Given instruction:
Give the lines of the listing below, from the line containing "Give the mask of every instance of the woman" through the line containing "113], [166, 108]]]", as a JSON list of strings with one string per line. Include both end lines and leave out any blank lines.

— Begin —

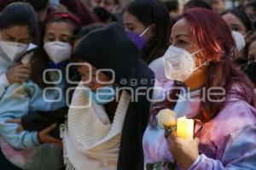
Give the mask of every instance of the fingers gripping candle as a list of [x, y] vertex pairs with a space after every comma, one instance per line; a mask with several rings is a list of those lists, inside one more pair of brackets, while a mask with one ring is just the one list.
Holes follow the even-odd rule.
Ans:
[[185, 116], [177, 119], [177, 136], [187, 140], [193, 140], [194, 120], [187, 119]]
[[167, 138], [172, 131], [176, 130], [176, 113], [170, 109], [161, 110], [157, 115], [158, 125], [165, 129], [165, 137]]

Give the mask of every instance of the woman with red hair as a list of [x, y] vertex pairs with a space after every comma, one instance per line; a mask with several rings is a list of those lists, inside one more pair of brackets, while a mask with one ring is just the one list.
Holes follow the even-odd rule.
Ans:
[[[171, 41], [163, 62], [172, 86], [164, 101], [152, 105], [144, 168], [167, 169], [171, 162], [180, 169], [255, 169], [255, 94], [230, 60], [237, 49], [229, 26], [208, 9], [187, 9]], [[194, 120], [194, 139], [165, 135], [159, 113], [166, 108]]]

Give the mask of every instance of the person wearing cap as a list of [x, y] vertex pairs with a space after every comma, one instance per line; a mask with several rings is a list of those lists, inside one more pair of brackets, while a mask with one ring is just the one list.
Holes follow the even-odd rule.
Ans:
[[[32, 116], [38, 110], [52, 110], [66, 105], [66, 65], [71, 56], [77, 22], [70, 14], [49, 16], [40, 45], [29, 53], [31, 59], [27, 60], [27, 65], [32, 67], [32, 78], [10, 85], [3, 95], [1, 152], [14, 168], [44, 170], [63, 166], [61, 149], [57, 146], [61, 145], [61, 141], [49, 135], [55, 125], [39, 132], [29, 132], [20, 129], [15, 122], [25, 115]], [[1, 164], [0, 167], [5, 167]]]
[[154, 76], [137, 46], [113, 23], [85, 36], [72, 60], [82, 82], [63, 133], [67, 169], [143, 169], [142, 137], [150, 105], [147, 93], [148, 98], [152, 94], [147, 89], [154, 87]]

— End —
— Begin —

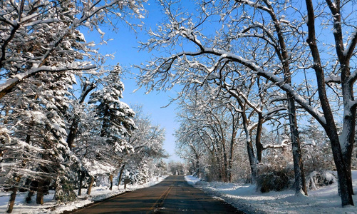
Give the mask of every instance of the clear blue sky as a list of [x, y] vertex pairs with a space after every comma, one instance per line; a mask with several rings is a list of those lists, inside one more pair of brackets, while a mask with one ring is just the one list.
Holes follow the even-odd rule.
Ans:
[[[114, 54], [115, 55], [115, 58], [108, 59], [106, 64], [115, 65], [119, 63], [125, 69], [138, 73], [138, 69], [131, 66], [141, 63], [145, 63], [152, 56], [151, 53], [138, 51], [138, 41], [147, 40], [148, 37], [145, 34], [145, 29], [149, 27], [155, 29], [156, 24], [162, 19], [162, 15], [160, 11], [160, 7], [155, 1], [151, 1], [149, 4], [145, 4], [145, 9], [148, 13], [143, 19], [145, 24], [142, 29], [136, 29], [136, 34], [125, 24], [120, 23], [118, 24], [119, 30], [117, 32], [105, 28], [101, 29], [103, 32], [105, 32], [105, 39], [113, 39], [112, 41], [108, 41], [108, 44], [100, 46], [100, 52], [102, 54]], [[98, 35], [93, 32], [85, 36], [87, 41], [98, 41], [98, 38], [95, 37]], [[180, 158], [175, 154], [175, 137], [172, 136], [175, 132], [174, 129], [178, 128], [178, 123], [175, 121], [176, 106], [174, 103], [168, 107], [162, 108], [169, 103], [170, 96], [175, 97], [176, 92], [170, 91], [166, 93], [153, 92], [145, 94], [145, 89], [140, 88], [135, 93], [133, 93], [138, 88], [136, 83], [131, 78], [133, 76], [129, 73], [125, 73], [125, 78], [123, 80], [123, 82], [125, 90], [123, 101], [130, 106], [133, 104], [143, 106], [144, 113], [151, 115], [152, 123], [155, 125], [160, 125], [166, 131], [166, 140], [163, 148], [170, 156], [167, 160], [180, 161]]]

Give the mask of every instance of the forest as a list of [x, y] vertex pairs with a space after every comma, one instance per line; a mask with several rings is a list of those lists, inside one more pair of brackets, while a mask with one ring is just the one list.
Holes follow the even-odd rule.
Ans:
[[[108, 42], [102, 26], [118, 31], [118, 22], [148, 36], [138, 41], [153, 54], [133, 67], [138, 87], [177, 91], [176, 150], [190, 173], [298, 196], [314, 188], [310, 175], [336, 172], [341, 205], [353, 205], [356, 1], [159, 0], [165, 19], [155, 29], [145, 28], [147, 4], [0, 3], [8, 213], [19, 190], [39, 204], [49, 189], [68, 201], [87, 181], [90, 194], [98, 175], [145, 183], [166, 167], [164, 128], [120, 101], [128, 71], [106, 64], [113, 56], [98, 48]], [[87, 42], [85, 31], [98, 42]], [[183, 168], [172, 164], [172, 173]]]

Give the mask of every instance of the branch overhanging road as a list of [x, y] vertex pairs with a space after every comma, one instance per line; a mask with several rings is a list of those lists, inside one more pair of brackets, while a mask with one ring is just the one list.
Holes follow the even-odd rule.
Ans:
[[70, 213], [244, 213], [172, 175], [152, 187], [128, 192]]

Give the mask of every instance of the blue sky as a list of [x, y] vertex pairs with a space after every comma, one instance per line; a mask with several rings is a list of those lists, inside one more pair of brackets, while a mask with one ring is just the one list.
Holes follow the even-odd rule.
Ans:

— End —

Problem solution:
[
  "Give the mask of every instance of the woman with red hair as a list of [x, y] vertex pairs with a space after every comma, one instance per line; a mask with several rings is a list of those lists, inside one more pair of brackets, while a mask with one ring is just the one list.",
  "Holes follow the even-odd rule.",
  "Ans:",
  "[[[171, 41], [163, 62], [172, 86], [164, 101], [152, 105], [144, 168], [167, 169], [171, 162], [180, 169], [255, 169], [255, 94], [230, 60], [237, 49], [229, 26], [208, 9], [187, 9]], [[194, 120], [194, 139], [165, 135], [159, 113], [166, 108]]]"
]